Material to process ::
□ □ □ □ □ □ □
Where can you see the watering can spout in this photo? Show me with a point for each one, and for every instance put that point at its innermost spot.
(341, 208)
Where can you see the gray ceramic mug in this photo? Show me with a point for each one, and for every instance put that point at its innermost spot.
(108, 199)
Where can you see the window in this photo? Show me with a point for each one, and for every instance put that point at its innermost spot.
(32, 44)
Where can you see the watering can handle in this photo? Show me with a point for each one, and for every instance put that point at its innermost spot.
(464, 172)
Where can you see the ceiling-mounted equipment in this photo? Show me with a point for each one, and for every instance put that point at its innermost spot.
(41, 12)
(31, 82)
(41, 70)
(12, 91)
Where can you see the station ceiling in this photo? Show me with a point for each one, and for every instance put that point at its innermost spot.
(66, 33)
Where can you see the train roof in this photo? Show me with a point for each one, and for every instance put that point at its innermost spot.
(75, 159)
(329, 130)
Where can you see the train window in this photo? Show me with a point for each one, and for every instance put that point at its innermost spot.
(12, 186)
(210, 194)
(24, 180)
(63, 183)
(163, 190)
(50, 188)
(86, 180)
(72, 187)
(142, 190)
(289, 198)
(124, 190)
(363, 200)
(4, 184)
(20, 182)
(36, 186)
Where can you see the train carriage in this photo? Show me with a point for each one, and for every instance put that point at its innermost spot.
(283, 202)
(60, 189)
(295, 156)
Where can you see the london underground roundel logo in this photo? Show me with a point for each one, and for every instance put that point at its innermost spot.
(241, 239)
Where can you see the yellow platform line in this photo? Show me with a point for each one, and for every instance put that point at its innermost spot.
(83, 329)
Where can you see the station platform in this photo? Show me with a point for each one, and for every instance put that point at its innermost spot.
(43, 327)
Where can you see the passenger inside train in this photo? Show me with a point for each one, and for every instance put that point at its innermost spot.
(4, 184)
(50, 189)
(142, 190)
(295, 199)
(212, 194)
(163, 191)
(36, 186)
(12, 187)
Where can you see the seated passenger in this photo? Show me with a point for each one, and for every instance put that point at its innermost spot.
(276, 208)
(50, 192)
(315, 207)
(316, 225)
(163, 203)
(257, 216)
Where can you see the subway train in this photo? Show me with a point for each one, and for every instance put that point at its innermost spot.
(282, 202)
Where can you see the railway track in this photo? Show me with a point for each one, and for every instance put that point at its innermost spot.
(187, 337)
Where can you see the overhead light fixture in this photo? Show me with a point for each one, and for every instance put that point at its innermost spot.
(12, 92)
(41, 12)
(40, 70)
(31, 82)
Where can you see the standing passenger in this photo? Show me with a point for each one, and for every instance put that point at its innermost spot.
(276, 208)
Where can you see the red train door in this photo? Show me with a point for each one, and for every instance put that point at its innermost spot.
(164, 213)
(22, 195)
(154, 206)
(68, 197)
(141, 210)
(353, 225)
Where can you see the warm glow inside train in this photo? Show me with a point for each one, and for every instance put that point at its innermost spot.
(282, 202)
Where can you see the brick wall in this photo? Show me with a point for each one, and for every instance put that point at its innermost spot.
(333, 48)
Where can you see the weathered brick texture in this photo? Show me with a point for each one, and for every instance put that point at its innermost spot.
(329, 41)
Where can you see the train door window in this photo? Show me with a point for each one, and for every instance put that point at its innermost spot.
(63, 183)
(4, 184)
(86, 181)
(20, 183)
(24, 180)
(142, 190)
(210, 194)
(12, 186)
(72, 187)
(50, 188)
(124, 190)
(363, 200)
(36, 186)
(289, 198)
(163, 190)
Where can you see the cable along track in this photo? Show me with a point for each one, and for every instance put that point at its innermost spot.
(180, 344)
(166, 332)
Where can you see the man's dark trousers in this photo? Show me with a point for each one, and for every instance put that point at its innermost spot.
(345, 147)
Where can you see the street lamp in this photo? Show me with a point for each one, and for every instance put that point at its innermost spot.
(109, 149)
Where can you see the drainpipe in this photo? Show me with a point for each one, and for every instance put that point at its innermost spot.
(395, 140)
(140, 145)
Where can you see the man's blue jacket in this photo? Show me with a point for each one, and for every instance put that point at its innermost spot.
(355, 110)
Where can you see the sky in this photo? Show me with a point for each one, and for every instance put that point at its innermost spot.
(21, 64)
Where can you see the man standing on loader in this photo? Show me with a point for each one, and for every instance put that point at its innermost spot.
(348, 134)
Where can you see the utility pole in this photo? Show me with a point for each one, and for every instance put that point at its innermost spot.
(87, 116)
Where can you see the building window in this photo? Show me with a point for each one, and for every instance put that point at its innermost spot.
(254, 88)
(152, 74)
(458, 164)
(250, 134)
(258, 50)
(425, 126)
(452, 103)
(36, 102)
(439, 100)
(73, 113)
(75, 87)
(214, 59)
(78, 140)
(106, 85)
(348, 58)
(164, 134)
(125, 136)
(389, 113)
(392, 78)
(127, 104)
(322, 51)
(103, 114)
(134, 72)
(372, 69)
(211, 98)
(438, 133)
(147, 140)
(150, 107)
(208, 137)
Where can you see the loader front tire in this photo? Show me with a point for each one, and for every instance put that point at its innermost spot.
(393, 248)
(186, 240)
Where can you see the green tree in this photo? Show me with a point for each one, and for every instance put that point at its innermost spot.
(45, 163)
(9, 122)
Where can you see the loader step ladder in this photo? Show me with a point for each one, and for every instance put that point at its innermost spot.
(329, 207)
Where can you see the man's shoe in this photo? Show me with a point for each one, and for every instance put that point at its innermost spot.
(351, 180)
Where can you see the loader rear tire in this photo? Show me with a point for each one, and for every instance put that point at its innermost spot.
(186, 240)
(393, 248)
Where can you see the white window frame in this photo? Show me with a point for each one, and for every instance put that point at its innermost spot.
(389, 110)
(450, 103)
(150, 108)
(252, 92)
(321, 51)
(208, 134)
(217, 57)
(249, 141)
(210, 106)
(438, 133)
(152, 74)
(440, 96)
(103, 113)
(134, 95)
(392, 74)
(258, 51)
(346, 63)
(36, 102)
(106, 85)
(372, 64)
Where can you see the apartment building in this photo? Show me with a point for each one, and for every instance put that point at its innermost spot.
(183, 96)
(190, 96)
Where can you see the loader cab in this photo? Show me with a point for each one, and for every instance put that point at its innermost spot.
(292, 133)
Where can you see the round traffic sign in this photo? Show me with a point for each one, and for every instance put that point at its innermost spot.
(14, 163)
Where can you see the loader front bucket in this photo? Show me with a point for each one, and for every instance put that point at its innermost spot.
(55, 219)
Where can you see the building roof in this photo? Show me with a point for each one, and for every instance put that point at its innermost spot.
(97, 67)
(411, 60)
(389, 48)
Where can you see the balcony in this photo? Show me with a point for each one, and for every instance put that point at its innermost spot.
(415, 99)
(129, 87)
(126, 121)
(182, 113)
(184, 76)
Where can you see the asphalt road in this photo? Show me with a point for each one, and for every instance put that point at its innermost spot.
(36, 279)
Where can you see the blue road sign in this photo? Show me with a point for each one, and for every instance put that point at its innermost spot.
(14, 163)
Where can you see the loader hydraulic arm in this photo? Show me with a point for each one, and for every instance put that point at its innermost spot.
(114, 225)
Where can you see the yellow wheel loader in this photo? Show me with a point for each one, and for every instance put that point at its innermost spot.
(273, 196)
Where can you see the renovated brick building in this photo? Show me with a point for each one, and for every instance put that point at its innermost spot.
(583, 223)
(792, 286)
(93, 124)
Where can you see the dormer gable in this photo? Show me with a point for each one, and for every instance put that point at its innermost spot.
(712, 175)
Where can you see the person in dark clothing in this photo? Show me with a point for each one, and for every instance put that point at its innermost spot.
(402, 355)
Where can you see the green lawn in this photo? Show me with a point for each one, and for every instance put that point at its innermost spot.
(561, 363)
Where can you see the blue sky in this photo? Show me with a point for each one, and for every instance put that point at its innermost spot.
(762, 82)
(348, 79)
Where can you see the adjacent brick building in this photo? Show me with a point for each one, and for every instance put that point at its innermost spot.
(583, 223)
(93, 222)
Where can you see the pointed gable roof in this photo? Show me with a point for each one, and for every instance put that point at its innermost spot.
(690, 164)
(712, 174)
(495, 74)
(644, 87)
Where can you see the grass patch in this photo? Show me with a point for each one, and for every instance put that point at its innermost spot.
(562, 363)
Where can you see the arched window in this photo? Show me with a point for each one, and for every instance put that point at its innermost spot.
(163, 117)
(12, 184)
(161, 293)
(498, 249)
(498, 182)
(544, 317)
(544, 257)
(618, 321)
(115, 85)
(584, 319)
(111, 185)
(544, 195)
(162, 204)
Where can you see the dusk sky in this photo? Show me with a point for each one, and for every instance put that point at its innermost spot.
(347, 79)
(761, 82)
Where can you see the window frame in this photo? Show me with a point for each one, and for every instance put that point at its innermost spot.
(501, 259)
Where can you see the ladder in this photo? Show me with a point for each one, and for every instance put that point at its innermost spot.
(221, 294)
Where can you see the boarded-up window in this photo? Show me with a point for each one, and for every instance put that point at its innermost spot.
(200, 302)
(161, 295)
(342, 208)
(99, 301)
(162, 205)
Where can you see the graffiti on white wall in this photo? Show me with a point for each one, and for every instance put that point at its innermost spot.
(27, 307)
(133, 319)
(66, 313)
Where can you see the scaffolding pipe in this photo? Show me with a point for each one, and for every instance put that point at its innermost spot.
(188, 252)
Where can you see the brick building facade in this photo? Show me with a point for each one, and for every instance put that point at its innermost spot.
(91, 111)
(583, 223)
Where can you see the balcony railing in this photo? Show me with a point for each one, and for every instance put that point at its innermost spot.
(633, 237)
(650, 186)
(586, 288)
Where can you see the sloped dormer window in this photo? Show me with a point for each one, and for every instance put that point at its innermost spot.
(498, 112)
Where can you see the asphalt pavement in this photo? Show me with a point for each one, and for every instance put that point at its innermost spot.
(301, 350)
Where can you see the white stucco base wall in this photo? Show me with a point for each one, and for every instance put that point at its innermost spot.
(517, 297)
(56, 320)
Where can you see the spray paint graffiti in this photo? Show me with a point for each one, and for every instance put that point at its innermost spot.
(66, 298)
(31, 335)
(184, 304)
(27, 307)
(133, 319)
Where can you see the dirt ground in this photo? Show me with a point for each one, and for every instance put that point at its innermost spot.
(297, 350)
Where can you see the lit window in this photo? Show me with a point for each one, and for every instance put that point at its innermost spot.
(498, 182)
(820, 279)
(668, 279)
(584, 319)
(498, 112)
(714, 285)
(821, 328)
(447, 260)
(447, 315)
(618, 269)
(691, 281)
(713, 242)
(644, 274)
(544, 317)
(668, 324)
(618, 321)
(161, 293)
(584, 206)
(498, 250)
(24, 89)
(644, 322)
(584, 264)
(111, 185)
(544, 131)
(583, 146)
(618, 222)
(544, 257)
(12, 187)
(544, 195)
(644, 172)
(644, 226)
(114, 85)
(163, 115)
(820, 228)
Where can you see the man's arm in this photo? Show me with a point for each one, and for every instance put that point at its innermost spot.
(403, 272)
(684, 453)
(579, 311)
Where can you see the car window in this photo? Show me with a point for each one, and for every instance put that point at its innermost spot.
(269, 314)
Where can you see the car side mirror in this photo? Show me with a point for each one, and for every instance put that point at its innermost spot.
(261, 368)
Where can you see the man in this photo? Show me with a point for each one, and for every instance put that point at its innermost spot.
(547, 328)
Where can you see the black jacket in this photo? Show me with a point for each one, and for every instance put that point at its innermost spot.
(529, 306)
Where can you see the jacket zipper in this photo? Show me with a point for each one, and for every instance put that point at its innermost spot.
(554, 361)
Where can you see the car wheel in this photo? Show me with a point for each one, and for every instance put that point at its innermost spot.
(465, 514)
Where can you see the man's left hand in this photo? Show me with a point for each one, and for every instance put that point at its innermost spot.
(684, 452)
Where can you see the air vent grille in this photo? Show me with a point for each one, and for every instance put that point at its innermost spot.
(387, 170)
□ □ □ □ □ □ □
What you need to do :: Repeat exactly the lines above from the line that contains "Where can you see the man's arm" through the end. Include both of these ends; leave out everything else.

Task response ::
Where can you see the man's arm in this photo? Show me with a point for each one, and for every instance put that point at its innermost spot.
(403, 272)
(684, 453)
(579, 311)
Where can you see the car window in this photo? Show me with a point for each one, and for every instance put that point at its innermost spot.
(269, 314)
Where can you see the car side mirror in this photo? Show me with a point for each one, and for every instance put that point at its innermost spot.
(261, 368)
Where can you see the man in this photo? Show me with a point for each one, and for every instance put that point at its innermost spot.
(547, 328)
Where can you see the black jacket in this photo? Show me with a point for each one, and for every instance put that point at its innermost spot.
(529, 306)
Where can you see the jacket zipper in this photo? Show me with a point for each one, and for every instance put that point at its innermost spot.
(554, 361)
Where can you see the car wheel in this photo? Show me with a point for each one, and for every instance put that point at its innermost spot.
(465, 514)
Where can you see the man's left hand in this photo? Show me with a point for each one, and for every instance put that point at its innermost spot.
(684, 452)
Where can you see the air vent grille in this photo? Show me with a point for each one, and for every instance put that point at its innermost spot.
(387, 170)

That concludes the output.